> _SELECTION_
———
In 2014 I read a Wilbur Smith novel called Cry Wolf. I got the title wrong for years, kept calling it Cryfox in my head, which makes sense because he also wrote Golden Fox and the two titles blurred together. The book itself I remembered clearly though. A rugged Texan mechanic named Jake Barton and a smooth British hustler named Major Gareth Swales end up smuggling a fleet of ancient armored cars into Ethiopia in 1935 to help the royalists hold off Mussolini's invading forces. Desert crossings, tribal betrayals, Italian bombers overhead, jury-rigged vehicles held together by stubbornness and mechanical genius. Classic Wilbur Smith.
I finished it, thought it was excellent, and moved on with my life. The book sat somewhere in the back of my head for the next seven years.
August 2021A Facebook Live from Kabul
In August 2021 I started following a British ex-Royal Marine named Paul "Pen" Farthing on Facebook. The Taliban had just taken Kabul far faster than anyone expected, and Pen was trapped inside the city running a live commentary of what was happening around him. He had a dog and cat rescue charity called Nowzad, hundreds of animals under his care, and a small team of Afghan veterinary staff. He refused to leave without all of them.
I watched those updates minute to minute. He was posting from inside the Kabul perimeter, describing Taliban checkpoints, trying to get a private cargo plane cleared for landing, fighting a very public political battle back home in the UK where the Ministry of Defence was reluctant to help. He was exhausted, sun-baked, completely done with bureaucracy, and absolutely not going to back down. The whole thing was raw and unfiltered in a way that news coverage never is.
And then it hit me. I was watching Jake Barton. Not a character who reminded me of Jake Barton. I mean I was looking at the actual archetype that Wilbur Smith had built his hero on, playing out in real time on my phone screen in 2021.
It felt like time travel. I had read about this person in a 1976 novel, and here he was, operating in a completely different century, in a completely different war zone, with the same stubborn energy, the same impossible logistics problem, and the same refusal to abandon the mission.
Why Jake Barton and Pen Farthing are the same person
On the surface these two have nothing in common. One is a fictional Texan engineer from the 1930s. The other is a real British Marine operating in 21st century Afghanistan. But the more I thought about it, the more the overlap became impossible to ignore.
———
> _RECORDS_

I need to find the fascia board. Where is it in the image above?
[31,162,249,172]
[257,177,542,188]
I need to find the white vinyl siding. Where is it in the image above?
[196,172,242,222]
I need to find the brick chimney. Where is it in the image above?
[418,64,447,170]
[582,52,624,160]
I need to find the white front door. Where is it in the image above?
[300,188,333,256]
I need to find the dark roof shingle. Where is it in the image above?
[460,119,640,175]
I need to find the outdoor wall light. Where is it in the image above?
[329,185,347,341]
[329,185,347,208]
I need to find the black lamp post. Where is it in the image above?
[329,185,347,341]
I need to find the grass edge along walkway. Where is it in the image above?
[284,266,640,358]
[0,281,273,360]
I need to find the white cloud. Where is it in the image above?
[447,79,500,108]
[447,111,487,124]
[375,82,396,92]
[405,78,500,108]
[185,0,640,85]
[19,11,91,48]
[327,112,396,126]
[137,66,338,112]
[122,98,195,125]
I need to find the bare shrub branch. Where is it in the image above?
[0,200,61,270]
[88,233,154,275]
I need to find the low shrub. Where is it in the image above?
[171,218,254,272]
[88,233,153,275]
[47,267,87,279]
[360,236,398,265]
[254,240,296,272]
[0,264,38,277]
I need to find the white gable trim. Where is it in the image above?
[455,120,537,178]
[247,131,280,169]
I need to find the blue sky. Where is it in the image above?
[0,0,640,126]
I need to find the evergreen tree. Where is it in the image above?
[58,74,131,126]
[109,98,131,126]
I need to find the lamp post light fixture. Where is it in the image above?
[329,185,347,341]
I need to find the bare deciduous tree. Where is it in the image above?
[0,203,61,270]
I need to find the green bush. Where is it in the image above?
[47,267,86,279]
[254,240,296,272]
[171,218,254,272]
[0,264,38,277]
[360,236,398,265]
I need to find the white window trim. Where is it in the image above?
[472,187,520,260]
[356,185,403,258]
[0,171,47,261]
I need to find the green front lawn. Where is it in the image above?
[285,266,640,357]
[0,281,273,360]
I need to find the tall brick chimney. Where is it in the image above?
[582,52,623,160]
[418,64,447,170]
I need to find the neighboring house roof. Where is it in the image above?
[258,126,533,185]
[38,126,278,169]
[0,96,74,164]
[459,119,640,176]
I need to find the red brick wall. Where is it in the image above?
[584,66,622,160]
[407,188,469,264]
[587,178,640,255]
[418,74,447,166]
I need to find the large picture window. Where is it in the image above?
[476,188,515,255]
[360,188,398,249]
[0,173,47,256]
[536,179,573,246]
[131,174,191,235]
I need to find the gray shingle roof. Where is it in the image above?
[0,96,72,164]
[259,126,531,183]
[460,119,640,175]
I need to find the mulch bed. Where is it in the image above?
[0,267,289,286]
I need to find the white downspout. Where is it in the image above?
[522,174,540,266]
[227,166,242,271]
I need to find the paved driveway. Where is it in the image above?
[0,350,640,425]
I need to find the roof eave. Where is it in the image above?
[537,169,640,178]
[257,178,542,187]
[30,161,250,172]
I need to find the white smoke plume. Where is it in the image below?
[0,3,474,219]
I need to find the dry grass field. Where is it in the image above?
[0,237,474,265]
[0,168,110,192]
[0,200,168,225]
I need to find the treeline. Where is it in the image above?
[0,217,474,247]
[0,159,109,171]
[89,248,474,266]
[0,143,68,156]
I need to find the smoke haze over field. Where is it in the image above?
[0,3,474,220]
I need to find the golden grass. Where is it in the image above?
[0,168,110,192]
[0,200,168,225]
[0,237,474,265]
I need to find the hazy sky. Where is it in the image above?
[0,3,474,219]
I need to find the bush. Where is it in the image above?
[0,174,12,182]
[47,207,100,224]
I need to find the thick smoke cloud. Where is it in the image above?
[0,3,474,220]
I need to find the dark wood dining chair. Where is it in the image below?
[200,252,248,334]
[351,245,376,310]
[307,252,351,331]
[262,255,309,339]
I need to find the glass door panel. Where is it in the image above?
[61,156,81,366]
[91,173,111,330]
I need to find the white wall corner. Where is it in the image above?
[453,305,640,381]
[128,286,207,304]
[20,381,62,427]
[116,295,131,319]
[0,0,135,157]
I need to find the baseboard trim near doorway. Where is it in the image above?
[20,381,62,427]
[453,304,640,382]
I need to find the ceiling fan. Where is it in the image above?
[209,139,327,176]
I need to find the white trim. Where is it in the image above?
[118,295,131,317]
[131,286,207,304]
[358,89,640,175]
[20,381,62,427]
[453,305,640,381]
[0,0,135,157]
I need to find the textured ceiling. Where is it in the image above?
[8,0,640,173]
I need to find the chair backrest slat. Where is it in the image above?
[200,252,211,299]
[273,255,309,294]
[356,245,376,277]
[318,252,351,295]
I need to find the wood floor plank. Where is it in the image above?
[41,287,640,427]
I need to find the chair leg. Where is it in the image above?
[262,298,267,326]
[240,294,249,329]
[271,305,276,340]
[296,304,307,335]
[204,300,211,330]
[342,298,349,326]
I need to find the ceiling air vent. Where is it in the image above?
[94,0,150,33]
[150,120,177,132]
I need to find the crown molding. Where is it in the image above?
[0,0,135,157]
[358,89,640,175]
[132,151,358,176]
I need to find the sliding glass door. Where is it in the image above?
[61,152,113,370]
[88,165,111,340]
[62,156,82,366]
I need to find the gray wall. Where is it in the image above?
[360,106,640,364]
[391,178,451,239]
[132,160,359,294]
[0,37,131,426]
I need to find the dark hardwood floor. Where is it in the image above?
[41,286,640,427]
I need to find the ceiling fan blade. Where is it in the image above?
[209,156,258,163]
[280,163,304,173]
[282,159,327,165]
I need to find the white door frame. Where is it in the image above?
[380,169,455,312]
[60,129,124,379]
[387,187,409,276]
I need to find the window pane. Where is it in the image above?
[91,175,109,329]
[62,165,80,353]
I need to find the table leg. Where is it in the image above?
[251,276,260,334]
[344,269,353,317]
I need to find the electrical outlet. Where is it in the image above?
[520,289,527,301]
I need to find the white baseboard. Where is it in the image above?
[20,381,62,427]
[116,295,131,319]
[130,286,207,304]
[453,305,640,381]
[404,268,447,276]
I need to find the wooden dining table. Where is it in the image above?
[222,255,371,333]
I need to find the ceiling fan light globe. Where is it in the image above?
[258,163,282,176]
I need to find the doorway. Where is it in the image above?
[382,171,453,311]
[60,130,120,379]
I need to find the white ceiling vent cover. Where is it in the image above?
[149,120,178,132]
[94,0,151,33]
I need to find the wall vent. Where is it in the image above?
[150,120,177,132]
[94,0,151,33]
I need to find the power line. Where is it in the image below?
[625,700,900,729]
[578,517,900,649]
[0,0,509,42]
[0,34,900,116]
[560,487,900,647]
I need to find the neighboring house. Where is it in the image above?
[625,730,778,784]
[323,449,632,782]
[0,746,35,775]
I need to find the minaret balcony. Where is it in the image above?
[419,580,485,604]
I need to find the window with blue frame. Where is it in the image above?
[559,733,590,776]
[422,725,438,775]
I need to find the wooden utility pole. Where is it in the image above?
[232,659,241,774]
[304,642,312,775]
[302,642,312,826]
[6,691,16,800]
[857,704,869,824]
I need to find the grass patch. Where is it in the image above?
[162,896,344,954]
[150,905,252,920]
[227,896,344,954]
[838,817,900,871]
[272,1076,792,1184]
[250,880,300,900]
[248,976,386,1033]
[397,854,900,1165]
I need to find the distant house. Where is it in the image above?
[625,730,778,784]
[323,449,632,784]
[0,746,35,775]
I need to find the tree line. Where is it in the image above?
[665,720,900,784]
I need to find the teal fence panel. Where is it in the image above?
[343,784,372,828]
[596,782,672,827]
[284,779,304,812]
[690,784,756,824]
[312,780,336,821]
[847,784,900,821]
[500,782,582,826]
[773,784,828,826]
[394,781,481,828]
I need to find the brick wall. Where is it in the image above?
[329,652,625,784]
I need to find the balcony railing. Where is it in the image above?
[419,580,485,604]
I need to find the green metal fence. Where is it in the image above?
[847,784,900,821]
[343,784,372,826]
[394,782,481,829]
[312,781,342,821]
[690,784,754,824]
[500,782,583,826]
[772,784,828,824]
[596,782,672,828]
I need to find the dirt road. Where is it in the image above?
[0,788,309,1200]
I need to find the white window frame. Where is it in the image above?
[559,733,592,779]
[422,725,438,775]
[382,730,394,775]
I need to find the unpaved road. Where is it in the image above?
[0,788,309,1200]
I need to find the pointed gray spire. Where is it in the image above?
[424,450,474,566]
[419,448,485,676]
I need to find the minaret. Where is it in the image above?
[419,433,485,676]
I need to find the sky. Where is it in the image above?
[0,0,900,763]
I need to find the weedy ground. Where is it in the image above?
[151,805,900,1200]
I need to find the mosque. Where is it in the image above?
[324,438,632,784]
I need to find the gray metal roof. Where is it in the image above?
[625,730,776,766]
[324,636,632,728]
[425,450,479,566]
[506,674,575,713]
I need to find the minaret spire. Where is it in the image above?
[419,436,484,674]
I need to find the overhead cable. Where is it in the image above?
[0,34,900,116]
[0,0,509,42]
———
> _WHAT YOU NEED TO DO_
A: List every four-digit year mentioned in the Pen Farthing piece, in the order each first appears.
B: Extend the Pen Farthing piece by writing what comes next after its final sentence.
The records were drawn from a different source than the Pen Farthing piece.

> _TASK-BY-TASK OUTPUTS_
A: 2014, 1935, 2021, 1976

B:
Both of them ended up in a foreign war zone they had no business being in, and both found their defining moment there. Jake Barton was not an Ethiopian royalist. He had no political stake in the conflict. He got pulled in by circumstance and stayed because of something that looked a lot like personal honour. Pen Farthing was deployed to Helmand Province on a military tour, broke up a street dog fight, and let that one act of decency grow into a decade-long commitment to a country he had every reason to leave behind.
The core of both stories is a seemingly impossible transport mission being carried out against a backdrop of collapsing order. Jake's job was to keep a convoy of museum-piece armored cars moving through desert heat and military blockades while Italian bombers circled overhead. Pen's job in 2021 was to get a private cargo plane into the world's most chaotic airport during an active military withdrawal, loaded with two hundred dogs and cats and a staff of Afghan nationals, while the Taliban took checkpoints one by one outside the perimeter.
In Cry Wolf, Jake stays long after any sensible mercenary would have cut and run. The money was not worth it at that point. He stays because he has made a commitment and because he cannot bring himself to leave people in a bad situation. Pen Farthing, when the UK military flights wrapped up and his Afghan staff were still stuck at the gate, did not get on the plane. He stayed and eventually got his people out overland through Taliban-controlled territory into Pakistan. Same pattern, different century.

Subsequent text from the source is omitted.